ARTICLE:
★ ★ ★ ★ ★

Ciel Fledge: A Daughter Raising Simulator
Developed By: Studio Namaapa
Published By: Pqube
Category: Role-Playing, Simulation, Lifestyle, Strategy
Release Date: 02.21.20
Parenting. I have no idea how to do it. Ciel Fledge: A Daughter Raising Simulator for the Nintendo Switch is all about raising a daughter, as you may have surmised from the title. I’m going to go ahead and assume the game makes parenting easier than it is in real life, and I’m also going to count that as a good thing. I have nephews and a niece, and I don’t think I’d want to play a game that was completely faithful to the experience of raising actual children based on the smells alone. Although Ciel Fledge does start you off with an amnesiac 10-year-old instead of a baby, and that probably makes things easier. The good news is that despite its questionable status as a faithful representation of the challenge of parenting, it’s a great example of a fun simulation video game.
In the year 3716, humanity is on the run from alien invaders known as the Gigant. The game opens with the Gigant destroying Ark-5, one of the remaining airborne cities built by humanity to escape the earth’s ravaged surface. In the wreckage of Ark-5 a young girl is found miraculously unharmed and returned to Ark-3, where the player’s character lives. The girl, named Ciel, is fostered with the player character for reasons that are not made readily apparent. I mean, most foster systems don’t place children with single parents for a reason. But humanity is kind of on the ropes, so it’s something that just kind of gets glossed over early in the game.
Over the next ten years, the player is tasked with guiding Ciel’s development and education. Along the way, the pair meets lots of colorful characters that Ciel can befriend. You’ll help help Ciel deal with her forgotten past, burgeoning friendships, and the realities of life during wartime. It took me a few in-game weeks to warm up to everything about the game, including the story, but after I got over the introductions and tutorials, I was hooked. Watching Ciel grow, watching her life slowly take shape, is a rewarding experience. Her interactions with her friends and struggles with her life round the character out in a relatable way that kept me engaged and invested throughout the game’s grind.
It’s Like If Persona 5 Didn’t Make You Go To Sleep All The Time
The main mechanic for advancing Ciel is by setting her weekly schedule. At the beginning of each week, you can set an activity for all seven days that Ciel will then execute. You can pay to have her attend classes, send her to do some part-time jobs, have her take a rest day, let her hang with her friends, or send her down to the surface to explore, among other activities. Completing activities will reward Ciel with growth in a variety of areas; she can grow one of her five base stats, strengthen one of her skills, or develop her relationship with an NPC friend. Hitting milestones in her stat, skill, or relationship growth unlocks new activities or develops new traits for Ciel, which in turn unlock new skills or various other rewards like equipment or growth bonuses.
In addition to setting Ciel’s activities, you can also set your own tasks for the week. You don’t get to go day by day for your own character, you just set one thing for the week, such as working to generate income or overseeing Ciel directly in certain ways. Finally, you can also set a meal plan for the week which dictates how fast Ciel grows in a variety of ways. At its most basic, a meal plan affects how tall Ciel is and how much she weighs; you can purchase more involved meal plans that encourage the growth rate of certain stats or skills as well. Most importantly, while there are a lot of events that happen, the game seldom forces you to take (or skip) certain actions, like certain other games with schedule management elements (*cough*Persona5*cough*). There are some holidays and set events that force your hand, but they are few and far between. Frankly, you can almost always use the holidays to your advantage since it’s a good idea to put a rest day or two into every week; just make the holiday your rest day and you have the rest of the week to work with.

★ ★ ★ ★ ★

SOURCE DATA:
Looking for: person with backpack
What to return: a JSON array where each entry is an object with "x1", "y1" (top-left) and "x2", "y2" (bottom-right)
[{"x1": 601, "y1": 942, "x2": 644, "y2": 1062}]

★ ★ ★ ★ ★

WRITTEN INSTRUCTION 1: Transcribe everything in the Ciel Fledge review from "It’s Like If" down to "or growth bonuses.".
WRITTEN INSTRUCTION 2: Pick up the Ciel Fledge review after its final sentence and keep writing.

TASK RESULT 1:
It’s Like If Persona 5 Didn’t Make You Go To Sleep All The Time
The main mechanic for advancing Ciel is by setting her weekly schedule. At the beginning of each week, you can set an activity for all seven days that Ciel will then execute. You can pay to have her attend classes, send her to do some part-time jobs, have her take a rest day, let her hang with her friends, or send her down to the surface to explore, among other activities. Completing activities will reward Ciel with growth in a variety of areas; she can grow one of her five base stats, strengthen one of her skills, or develop her relationship with an NPC friend. Hitting milestones in her stat, skill, or relationship growth unlocks new activities or develops new traits for Ciel, which in turn unlock new skills or various other rewards like equipment or growth bonuses.

TASK RESULT 2:
The game’s combat system was not my favorite part of the game at first, and there are a couple reasons for that. Reason one is that it just took me a while to get used to it. When a conflict (not necessarily combat; tests and quizzes in school, physical activities, and musical performances, among other things, all use the same system to resolve) arises, the screen shifts to a classic RPG setup with your characters on one side and your opponents on the other. There is a deck of diamond cards, with a hand of nine cards arranged in a diamond in the center of the screen. You make your moves by making sets of three cards with the same color.
Before conflict starts, in the weekly planning screen, you can set up to three techniques into a deck that is available during any conflict. Techniques can be used only if you have completed the sets necessary to activate it; for instance, if a technique requires one red set and one yellow set, you can’t use it until you’ve matched three red cards and three yellow cards into a set, and you can’t use it again until its cooldown time is past and you’ve collected more sets. In practice it’s not a complicated system, but it does take a few tries to get used to everything. The most important advice I can give you is that I found that this system works far, far better with the touchscreen than it does with the joysticks. You can use either, but the touchscreen is faster and more accurate for selecting the proper card.
Waiting Is The Hardest Part
I did have some issues with the input during conflict, but by far my biggest complaint about the game is the accumulation of tiny wait times in conflict; if you miss completing a set you are delayed for a few seconds. I guess that makes sense; there should be some penalty for failure, after all. The problem is that even if you succeed, there is also a short wait. It is mostly a problem early on, as most challenges are timed. When you’re at a lower level that time is more precious because completing a set doesn’t net you as many points towards your goal and you need as much time as you can get; when your goal is to complete ten sets and you have to wait a second after completing each set, that means you’re losing a quarter of your time with the game’s standard forty-second time limit for many non-combat conflicts. Again, once you get used to the system it’s not as much of an issue, but issues like this early in the game can put players off from wanting to see the game through to the end.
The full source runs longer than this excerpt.